[Start of INFORMATION GIVEN]

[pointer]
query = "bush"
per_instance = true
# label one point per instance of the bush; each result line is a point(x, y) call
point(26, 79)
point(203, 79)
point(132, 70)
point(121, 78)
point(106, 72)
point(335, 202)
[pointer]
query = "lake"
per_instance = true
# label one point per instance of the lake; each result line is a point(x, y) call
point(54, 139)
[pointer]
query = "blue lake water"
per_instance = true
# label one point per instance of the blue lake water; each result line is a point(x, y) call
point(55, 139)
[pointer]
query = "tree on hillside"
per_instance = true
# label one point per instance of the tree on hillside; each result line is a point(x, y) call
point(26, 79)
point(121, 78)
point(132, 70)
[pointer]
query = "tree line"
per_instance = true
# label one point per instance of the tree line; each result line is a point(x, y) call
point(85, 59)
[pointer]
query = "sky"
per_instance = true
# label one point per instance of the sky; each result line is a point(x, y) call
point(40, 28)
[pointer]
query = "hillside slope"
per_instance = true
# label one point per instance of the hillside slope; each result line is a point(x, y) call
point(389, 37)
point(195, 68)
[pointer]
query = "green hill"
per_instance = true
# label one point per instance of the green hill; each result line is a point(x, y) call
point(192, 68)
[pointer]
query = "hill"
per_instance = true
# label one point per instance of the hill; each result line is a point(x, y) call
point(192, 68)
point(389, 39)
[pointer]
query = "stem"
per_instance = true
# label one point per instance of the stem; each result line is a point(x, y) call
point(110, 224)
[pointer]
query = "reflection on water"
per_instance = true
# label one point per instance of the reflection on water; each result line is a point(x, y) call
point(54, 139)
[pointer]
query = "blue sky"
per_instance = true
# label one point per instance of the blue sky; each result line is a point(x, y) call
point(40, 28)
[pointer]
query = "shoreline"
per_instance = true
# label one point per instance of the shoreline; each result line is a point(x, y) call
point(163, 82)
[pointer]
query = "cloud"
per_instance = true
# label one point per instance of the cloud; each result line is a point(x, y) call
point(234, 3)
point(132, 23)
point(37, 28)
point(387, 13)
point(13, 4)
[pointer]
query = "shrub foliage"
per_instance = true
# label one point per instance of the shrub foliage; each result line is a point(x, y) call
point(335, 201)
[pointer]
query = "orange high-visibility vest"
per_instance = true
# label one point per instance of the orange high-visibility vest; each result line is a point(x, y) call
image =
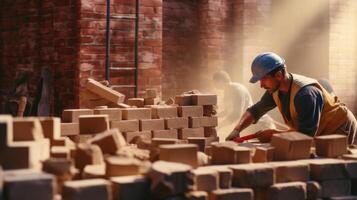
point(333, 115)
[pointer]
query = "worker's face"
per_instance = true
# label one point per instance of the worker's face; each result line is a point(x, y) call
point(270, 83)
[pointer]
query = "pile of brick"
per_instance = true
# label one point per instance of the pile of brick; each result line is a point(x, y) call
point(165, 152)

[End of INFORMATION GIVEN]
[Start of INFORMATION GIVEN]

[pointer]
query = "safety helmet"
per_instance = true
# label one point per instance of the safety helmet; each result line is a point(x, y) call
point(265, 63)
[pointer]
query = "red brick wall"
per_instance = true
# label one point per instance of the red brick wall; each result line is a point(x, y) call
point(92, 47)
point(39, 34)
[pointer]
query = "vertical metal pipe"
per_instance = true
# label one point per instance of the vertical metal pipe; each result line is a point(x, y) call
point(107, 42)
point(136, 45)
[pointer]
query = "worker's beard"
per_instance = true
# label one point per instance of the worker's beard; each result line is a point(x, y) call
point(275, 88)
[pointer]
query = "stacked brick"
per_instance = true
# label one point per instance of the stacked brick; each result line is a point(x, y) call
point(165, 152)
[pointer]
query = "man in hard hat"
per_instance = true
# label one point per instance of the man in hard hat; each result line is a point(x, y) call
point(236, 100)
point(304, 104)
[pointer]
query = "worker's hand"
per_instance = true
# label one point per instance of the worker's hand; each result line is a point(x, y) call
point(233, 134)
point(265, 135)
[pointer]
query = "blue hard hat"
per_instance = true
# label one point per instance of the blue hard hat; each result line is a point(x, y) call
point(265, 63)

[End of INFORMATION GIVEN]
[Start of INFORMATION GIVEN]

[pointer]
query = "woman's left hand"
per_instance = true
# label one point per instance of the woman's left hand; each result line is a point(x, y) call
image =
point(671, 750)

[End of INFORMATION GIVEN]

- GOAL
Which lines in the material above contain the string "face"? Return every such line, copied in full.

- TASK OUTPUT
query = "worker's face"
# label one point per instance of the worker's face; each result line is a point(x, y) call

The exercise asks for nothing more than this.